§ **Data entries**
= = = =

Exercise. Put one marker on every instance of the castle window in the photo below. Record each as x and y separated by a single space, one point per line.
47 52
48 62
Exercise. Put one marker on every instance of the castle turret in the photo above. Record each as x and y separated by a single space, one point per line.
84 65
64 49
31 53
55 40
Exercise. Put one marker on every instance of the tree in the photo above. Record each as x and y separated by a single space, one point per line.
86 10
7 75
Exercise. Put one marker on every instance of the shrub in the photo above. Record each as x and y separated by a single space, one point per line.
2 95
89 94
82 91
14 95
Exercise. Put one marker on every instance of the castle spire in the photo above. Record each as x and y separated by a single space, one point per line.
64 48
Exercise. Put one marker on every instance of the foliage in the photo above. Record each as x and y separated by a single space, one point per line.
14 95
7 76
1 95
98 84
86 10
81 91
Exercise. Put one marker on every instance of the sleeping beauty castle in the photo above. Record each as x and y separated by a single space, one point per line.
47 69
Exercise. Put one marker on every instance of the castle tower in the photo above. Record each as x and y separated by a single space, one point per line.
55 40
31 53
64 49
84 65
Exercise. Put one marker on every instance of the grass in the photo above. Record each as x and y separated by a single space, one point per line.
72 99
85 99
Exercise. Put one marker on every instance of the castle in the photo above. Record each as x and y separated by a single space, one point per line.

= = = =

§ **What to do**
Reproduce all of the records above verbatim, keeping every line in its original order.

§ **Right answer**
Exercise. Put one marker on every instance of the castle window in the photo below. Record each as x and y separated by a single space, one point per line.
47 52
48 62
Exercise. Put one marker on every instance of the castle turret in the photo above. Record each as x and y separated by a single space, one point per line.
84 65
64 49
31 53
55 40
Exercise. Put one marker on every instance of the tree in the photo above. Record each as x and y separated by a single space, one point per line.
86 10
7 75
Exercise. Put one marker on every instance of the shrub in the photo above. Record each as x and y separated by a single space, one point per line.
2 95
89 94
82 91
14 95
Exercise. Put one marker on every instance of the castle spire in the photo above. Record each as x and y separated by a single space, one point per line.
64 48
Exercise. Put one marker on every instance of the foliage in the photo above. Record each as x and y separated by a single space, one point per line.
14 95
7 76
1 95
98 84
86 10
81 91
Exercise. Put one marker on every instance of the sleeping beauty castle in the photo above. Record each as x and y separated by a single space, one point per line.
47 69
Exercise. Put one marker on every instance of the castle tower in the photo above. Record each as x and y separated by a single space, one point per line.
55 40
31 53
64 49
84 65
Exercise. Put one marker on every instance of the grass in the photo above. Record each as x and y separated by a single space, one point per line.
72 99
85 99
Exercise. Put one marker on every instance of the castle in the photo above. Record each as x and y separated by a single space, one point per line.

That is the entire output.